- Text-to-region grounding data:
-*-*-

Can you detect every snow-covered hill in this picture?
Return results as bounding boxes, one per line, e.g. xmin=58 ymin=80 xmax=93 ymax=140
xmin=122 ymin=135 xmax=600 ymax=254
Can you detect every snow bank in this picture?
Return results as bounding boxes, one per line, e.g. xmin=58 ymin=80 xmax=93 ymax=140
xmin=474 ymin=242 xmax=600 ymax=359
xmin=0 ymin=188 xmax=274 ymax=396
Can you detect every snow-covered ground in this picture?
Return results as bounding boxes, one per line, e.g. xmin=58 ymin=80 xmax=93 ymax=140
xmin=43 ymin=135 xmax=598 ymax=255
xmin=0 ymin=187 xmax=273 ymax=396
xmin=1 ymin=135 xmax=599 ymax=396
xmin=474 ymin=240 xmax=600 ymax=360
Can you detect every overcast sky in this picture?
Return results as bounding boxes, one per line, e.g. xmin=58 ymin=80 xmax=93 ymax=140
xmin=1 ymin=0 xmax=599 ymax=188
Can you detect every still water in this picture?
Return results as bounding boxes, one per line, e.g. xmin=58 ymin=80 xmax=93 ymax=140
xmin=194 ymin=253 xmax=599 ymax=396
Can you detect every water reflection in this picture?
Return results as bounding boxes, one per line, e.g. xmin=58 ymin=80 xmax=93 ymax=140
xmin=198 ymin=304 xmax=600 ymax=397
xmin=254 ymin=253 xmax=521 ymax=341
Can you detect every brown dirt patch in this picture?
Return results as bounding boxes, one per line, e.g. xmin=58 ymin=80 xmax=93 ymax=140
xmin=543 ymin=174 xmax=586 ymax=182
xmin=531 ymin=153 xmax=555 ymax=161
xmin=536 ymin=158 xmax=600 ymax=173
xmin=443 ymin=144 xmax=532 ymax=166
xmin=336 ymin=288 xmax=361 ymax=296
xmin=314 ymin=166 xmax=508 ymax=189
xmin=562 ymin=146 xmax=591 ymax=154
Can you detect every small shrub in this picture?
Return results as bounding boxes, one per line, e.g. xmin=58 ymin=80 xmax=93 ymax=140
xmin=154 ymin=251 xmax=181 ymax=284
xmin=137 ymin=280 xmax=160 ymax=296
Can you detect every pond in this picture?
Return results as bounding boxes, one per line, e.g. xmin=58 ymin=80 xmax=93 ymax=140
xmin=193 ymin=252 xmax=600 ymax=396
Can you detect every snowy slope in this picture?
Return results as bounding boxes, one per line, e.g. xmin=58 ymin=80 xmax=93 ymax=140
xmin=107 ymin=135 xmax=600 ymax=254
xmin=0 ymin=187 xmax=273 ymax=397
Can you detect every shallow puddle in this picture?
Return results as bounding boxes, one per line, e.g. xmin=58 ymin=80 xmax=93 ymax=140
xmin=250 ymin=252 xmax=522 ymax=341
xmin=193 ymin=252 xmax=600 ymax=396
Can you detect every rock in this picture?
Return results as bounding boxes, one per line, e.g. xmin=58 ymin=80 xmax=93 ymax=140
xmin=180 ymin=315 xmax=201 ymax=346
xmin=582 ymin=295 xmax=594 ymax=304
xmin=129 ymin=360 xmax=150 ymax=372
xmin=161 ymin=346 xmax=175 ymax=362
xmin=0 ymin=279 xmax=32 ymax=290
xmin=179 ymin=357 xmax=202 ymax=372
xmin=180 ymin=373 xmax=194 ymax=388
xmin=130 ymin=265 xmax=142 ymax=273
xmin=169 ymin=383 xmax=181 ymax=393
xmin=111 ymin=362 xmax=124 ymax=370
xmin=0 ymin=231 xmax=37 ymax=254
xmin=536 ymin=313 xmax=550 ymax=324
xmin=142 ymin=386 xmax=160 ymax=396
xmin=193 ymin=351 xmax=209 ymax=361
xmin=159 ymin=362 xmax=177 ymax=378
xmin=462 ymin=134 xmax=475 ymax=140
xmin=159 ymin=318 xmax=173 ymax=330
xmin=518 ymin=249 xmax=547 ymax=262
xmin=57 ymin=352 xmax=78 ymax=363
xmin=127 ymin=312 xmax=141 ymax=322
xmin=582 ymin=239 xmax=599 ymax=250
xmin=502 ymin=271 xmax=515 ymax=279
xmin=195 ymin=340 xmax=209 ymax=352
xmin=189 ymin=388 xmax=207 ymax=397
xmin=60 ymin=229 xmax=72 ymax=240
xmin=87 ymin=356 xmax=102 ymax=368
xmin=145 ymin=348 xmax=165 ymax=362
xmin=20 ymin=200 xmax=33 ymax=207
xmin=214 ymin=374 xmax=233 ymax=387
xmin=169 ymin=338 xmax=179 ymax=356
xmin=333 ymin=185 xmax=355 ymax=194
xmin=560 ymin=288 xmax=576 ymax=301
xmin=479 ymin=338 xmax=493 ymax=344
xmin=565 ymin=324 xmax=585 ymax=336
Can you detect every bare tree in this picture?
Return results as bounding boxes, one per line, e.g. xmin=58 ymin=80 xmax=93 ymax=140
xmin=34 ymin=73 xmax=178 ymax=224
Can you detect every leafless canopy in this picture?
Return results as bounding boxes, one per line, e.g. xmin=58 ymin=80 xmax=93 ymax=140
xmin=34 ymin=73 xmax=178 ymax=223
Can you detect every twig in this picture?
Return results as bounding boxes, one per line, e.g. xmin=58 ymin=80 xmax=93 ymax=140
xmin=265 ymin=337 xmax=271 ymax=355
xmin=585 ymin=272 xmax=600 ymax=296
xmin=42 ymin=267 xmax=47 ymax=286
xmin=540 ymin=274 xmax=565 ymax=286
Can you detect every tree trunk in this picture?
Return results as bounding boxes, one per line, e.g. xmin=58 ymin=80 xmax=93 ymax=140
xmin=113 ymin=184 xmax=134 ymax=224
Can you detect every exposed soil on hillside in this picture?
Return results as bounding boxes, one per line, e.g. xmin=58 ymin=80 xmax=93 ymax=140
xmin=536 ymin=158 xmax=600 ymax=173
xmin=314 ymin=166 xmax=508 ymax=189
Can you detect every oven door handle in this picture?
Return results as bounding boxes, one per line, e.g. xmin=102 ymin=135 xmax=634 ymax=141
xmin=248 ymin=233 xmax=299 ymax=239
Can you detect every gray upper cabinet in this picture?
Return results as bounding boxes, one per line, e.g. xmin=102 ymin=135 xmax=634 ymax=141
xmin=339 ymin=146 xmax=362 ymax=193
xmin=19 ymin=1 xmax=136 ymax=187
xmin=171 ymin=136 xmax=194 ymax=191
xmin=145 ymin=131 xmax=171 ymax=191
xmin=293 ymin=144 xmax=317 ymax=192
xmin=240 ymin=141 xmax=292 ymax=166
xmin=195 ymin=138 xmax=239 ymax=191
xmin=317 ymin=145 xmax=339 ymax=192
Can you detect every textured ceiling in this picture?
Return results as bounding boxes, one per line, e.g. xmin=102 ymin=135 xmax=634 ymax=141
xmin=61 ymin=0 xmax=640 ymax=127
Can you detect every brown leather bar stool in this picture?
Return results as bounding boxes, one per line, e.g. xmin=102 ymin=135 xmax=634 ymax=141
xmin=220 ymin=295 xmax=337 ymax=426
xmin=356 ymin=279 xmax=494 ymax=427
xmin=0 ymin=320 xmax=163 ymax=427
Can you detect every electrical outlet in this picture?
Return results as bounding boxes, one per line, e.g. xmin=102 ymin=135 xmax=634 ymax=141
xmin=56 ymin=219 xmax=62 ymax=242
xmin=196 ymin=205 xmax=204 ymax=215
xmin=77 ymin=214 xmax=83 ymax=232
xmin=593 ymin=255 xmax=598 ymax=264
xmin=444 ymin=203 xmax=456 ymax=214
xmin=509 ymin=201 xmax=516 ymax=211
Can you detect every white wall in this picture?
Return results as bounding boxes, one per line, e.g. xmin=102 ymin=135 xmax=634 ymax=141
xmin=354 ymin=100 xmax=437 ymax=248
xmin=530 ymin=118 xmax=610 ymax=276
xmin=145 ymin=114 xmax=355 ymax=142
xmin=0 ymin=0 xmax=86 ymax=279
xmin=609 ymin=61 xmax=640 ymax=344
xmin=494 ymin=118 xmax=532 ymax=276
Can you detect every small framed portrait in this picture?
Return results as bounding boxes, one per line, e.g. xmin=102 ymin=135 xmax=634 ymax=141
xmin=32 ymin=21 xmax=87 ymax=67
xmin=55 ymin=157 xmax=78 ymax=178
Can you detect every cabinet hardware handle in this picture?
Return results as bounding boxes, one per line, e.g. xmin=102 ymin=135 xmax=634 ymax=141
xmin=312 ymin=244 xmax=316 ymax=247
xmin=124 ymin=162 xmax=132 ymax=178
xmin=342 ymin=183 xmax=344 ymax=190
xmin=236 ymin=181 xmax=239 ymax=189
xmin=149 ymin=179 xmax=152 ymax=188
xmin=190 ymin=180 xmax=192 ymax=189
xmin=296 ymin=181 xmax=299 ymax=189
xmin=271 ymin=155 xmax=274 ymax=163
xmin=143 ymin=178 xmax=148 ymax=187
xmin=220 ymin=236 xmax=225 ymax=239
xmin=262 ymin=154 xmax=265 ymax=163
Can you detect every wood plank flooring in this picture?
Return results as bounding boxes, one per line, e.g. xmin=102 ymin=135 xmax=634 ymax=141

-*-*-

- Task goal: Where a line of the entries contains the word "small", count it, then state the total and nothing else.

- Answer to the exercise: 2